*Required action A:*
Answer these questions using the article about the Supreme Court ruling on Cuomo's restrictions:
(i) What was the vote in the ruling?
(ii) In areas where the threat of coronavirus is highest, how many people may attend religious services under Cuomo's restrictions?
(iii) Who represented the Jewish organizations that went to the Supreme Court?
*Required action B:* In the article about the Supreme Court ruling on Cuomo's restrictions, Kavanaugh accepts that the State may limit attendance at religious services. Why does he still object to New York's restrictions on houses of worship?

*Reading text:*
━━━

The conservative justices, including Justice Amy Coney Barrett, favored the religion organizations in the 5-4 ruling, while Chief Justice John Roberts sided with the liberal justices. It was the first time Barrett was a deciding factor as the court’s newest justice after replacing the late Ruth Bader Ginsburg.

The majority said that Cuomo’s coronavirus restrictions on religious communities are “far more restrictive than any Covid-related regulations that have previously come before the Court, much tighter than those adopted by many other jurisdictions hard hit by the pandemic, and far more severe than has been shown to be required to prevent the spread of the virus.”

Earlier this year, the court sided 5-4 in favor of the liberal justices on COVID-19 religious restrictions in California and Nevada, according to CNN. (RELATED: ‘Religious Institutions Have Been A Problem’: Andrew Cuomo Threatens To Shut Down Churches, Synagogues)

Cuomo’s restrictions limit the number of people who can attend religious services to 10 in areas where the threat of coronavirus is highest, regardless of a church or synagogue’s capacity. In areas with slightly less risk, attendance is limited to 25 people.

“New York’s restrictions on houses of worship not only are severe, but also are discriminatory,” Justice Brett Kavanaugh wrote in his concurring opinion Wednesday.

“In light of the devastating pandemic, I do not doubt the State’s authority to impose tailored restrictions—even very strict restrictions—on attendance at religious services and secular gatherings alike,” Kavanaugh continued. “But the New York restrictions on houses of worship are not tailored to the circumstances given the First Amendment interests at stake.”

Jewish organizations, represented by the Becket Fund for Religious Liberty, asked the Supreme Court to consider whether Cuomo’s executive order violates the Free Exercise Clause when it “disfavors worship” and “when the official who issued it made clear through unambiguous statements that the order was targeted at a religious minority’s practices and traditions.”

“The Governor made overwhelmingly clear that his Cluster Initiative was designed to target a particular religious minority that he falsely blames for the spread of COVID-19 — Orthodox Jews,” the request said, referring to Cuomo’s early October statement to the Orthodox community.

Cuomo had said: “If you’re not willing to live with these rules, then I’m going to close the synagogues.”

“The Governor did not attack religious belief generally, but singled out a particular religion for blame and retribution for an uptick in a society-wide pandemic,” the injunction request said. “He threatened ‘members of the ultra-Orthodox community’ and referred to them as a ‘problem,’ due to his own perceptions of the community.”

Justice Neil Gorsuch noted in his opinion that in Cuomo’s judgement, “laundry and liquor, travel and tools, are all ‘essential’ while traditional religious exercises are not.”

“That is exactly the kind of discrimination the First Amendment forbids,” Gorsuch wrote.

Cuomo’s office did not immediately respond to request for comment from the Daily Caller News Foundation.

━━━

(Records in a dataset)

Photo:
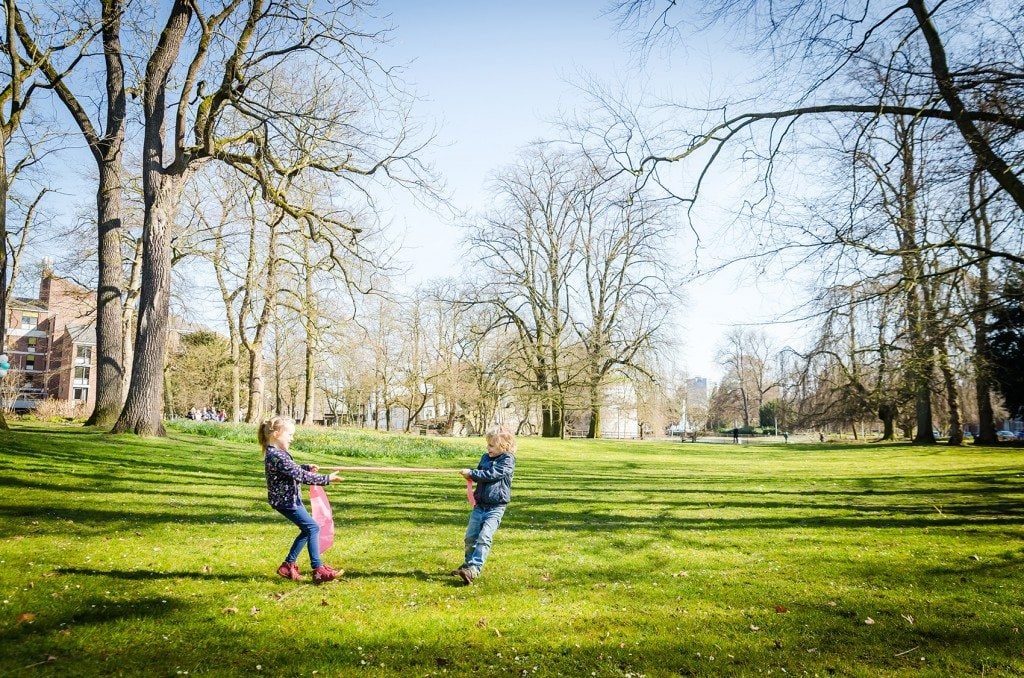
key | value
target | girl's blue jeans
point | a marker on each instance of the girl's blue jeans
(308, 535)
(483, 523)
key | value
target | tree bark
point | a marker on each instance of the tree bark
(111, 375)
(162, 193)
(888, 414)
(143, 407)
(594, 430)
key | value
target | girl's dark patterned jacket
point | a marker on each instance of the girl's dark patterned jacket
(284, 476)
(494, 479)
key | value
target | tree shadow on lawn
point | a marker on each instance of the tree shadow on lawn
(474, 649)
(95, 610)
(150, 575)
(372, 513)
(85, 447)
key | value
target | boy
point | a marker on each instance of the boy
(494, 490)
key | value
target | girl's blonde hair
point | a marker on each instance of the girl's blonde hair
(502, 438)
(272, 425)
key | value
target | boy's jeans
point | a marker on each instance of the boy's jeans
(308, 535)
(483, 523)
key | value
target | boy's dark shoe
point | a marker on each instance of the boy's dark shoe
(326, 574)
(290, 570)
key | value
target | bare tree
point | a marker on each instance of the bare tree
(747, 356)
(249, 53)
(104, 136)
(814, 50)
(527, 250)
(624, 287)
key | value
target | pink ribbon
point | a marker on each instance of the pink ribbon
(323, 515)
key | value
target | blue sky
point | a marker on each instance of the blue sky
(494, 77)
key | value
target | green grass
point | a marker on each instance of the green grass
(157, 557)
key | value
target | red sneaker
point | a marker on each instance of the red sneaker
(325, 574)
(290, 570)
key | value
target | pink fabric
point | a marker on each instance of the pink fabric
(323, 515)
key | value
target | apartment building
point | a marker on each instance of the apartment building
(51, 343)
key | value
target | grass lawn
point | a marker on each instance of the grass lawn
(121, 555)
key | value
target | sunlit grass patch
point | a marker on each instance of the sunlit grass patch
(156, 556)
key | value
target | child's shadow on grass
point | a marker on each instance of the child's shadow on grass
(142, 575)
(418, 575)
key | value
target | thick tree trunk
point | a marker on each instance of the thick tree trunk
(236, 379)
(112, 378)
(594, 430)
(254, 411)
(142, 409)
(162, 192)
(307, 394)
(983, 390)
(888, 414)
(4, 188)
(952, 401)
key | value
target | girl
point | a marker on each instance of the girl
(284, 493)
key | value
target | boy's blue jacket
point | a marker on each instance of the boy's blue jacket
(494, 479)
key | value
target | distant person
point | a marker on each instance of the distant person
(494, 491)
(284, 478)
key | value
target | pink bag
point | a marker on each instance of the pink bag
(323, 515)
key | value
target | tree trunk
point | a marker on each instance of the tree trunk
(162, 193)
(594, 430)
(307, 394)
(888, 413)
(955, 425)
(4, 188)
(142, 409)
(256, 384)
(111, 375)
(979, 315)
(236, 378)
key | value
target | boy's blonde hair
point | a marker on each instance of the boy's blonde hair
(272, 425)
(502, 438)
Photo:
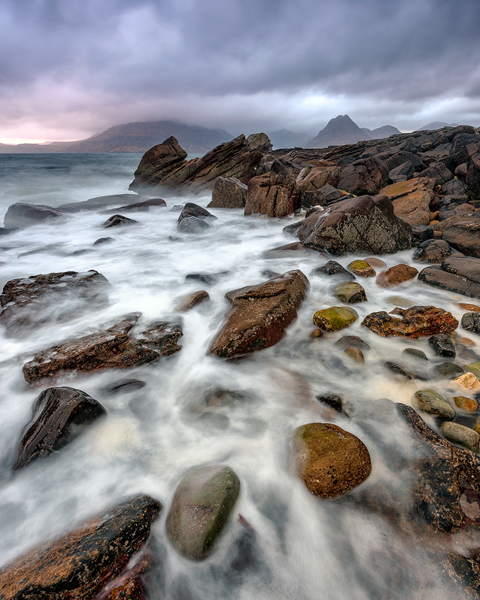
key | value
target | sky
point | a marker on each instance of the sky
(70, 68)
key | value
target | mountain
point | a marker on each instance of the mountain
(133, 137)
(338, 131)
(284, 138)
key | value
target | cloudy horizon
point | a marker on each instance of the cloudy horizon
(71, 70)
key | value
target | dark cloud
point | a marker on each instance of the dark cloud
(403, 55)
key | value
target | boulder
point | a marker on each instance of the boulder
(364, 224)
(59, 416)
(411, 199)
(200, 510)
(228, 192)
(21, 214)
(259, 315)
(330, 460)
(81, 563)
(396, 275)
(415, 322)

━━━

*Exercise response A:*
(i) 5-4
(ii) 10
(iii) The Becket Fund for Religious Liberty

*Exercise response B:* Kavanaugh does not doubt that the State may impose tailored restrictions, even very strict ones, because of the devastating pandemic. He objects because New York's restrictions are not tailored to the circumstances, given the First Amendment interests at stake. He also calls them severe and discriminatory.